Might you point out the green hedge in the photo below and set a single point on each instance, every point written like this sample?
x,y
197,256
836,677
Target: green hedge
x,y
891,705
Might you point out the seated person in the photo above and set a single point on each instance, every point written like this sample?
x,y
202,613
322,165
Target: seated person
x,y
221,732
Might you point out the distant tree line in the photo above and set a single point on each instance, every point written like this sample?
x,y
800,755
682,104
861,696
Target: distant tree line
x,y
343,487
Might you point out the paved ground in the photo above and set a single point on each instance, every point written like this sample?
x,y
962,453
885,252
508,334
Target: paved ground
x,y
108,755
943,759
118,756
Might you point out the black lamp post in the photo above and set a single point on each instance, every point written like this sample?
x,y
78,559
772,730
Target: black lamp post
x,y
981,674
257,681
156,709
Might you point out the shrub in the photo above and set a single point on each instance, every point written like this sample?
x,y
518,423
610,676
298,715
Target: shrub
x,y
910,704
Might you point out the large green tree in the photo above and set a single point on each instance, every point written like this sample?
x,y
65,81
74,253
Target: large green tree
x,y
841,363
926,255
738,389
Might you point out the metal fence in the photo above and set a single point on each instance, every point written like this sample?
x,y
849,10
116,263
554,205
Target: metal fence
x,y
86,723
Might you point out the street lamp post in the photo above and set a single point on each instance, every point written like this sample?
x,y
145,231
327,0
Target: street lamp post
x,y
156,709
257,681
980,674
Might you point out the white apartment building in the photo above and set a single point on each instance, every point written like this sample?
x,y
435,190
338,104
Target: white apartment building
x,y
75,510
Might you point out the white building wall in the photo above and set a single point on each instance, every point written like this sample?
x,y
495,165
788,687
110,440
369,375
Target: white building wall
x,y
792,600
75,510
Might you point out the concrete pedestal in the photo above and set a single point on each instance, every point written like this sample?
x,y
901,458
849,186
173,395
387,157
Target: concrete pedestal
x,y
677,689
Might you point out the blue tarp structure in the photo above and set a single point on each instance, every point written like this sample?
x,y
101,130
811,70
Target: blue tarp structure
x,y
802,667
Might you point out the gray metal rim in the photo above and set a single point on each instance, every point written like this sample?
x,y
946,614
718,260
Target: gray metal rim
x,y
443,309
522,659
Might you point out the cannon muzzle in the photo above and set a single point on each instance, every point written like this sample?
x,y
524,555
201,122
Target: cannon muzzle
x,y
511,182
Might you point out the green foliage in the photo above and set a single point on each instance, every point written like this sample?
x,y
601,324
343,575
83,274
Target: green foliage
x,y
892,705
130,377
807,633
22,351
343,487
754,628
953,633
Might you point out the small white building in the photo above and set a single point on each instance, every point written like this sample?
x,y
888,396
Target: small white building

____

#### [Exercise task]
Copy all of the data exactly.

#### [Response to this task]
Might you point out the green hedge in the photo below and set a single point on each instance, every point written like this sample?
x,y
197,256
836,677
Target: green hedge
x,y
891,705
Might you point out the seated person in the photo above and set a single point on each instance, every point written like this sample?
x,y
202,613
322,165
Target: seated person
x,y
221,732
Might you point out the distant tree line in the photo above and set a single point on each instance, every point written like this sample?
x,y
800,755
682,104
861,696
Target: distant tree line
x,y
343,487
Might you point out the paved ground in the photo above and set a single point on each instance, every point written like this sample?
x,y
962,453
885,252
508,334
Target: paved ground
x,y
108,755
943,759
118,756
Might you point out the black lamp post in the photo above and set a single point on each instance, every point written like this sample?
x,y
78,559
772,730
Target: black lamp post
x,y
981,674
257,681
156,709
Might you point out the shrub in the photo above and set a single point on each instance, every point written like this sample?
x,y
518,423
610,676
298,715
Target: shrub
x,y
910,704
Might you point out the large green tree in the photo above and set a single point on each instance, every point written like this sample?
x,y
65,81
74,253
Target: large green tree
x,y
841,363
926,255
738,389
Might you point out the metal fence in the photo above and set a single point on each instance, every point written like this sample?
x,y
849,10
116,263
554,205
Target: metal fence
x,y
86,723
Might you point out the street lamp post in the photo above and set a single point on each instance, every point written like this sample?
x,y
145,231
327,0
Target: street lamp post
x,y
156,709
257,681
980,674
Might you point out the white apartment building in the photo above and set a single point on each instance, every point written like this sample?
x,y
435,190
338,104
Target: white apartment building
x,y
75,510
Might you point out the white building wall in the photo above and set a single point on each instance, every point written like this sample?
x,y
495,165
788,687
110,440
369,375
Target: white building wall
x,y
792,600
75,510
Might you point out the concrete pedestal in the photo above and set a single point on each instance, every point written like this sample?
x,y
901,458
849,186
173,395
387,157
Target: concrete pedestal
x,y
677,689
Might you point out the blue tarp structure in the photo above and set a single point on each instance, every point written like this sample?
x,y
101,130
811,70
Target: blue tarp structure
x,y
802,667
Might you point out the gray metal rim in the photo above and set a single point on each instance, every point written like this sample?
x,y
946,614
718,260
Target: gray metal rim
x,y
443,309
522,659
Might you point out the cannon muzzle in the photo above and set a single point on each instance, every point written like this sample?
x,y
524,555
201,122
Target: cannon muzzle
x,y
511,182
Might you point out the green foliage in the photo above and set a single point on each instance, every point written like this sample?
x,y
601,324
343,575
83,274
Target: green foliage
x,y
892,705
130,377
807,633
22,351
343,487
754,628
953,633
Might you point out the small white building in the photo above and set a single point on each instance, every point written like this sample?
x,y
888,396
Target: small white building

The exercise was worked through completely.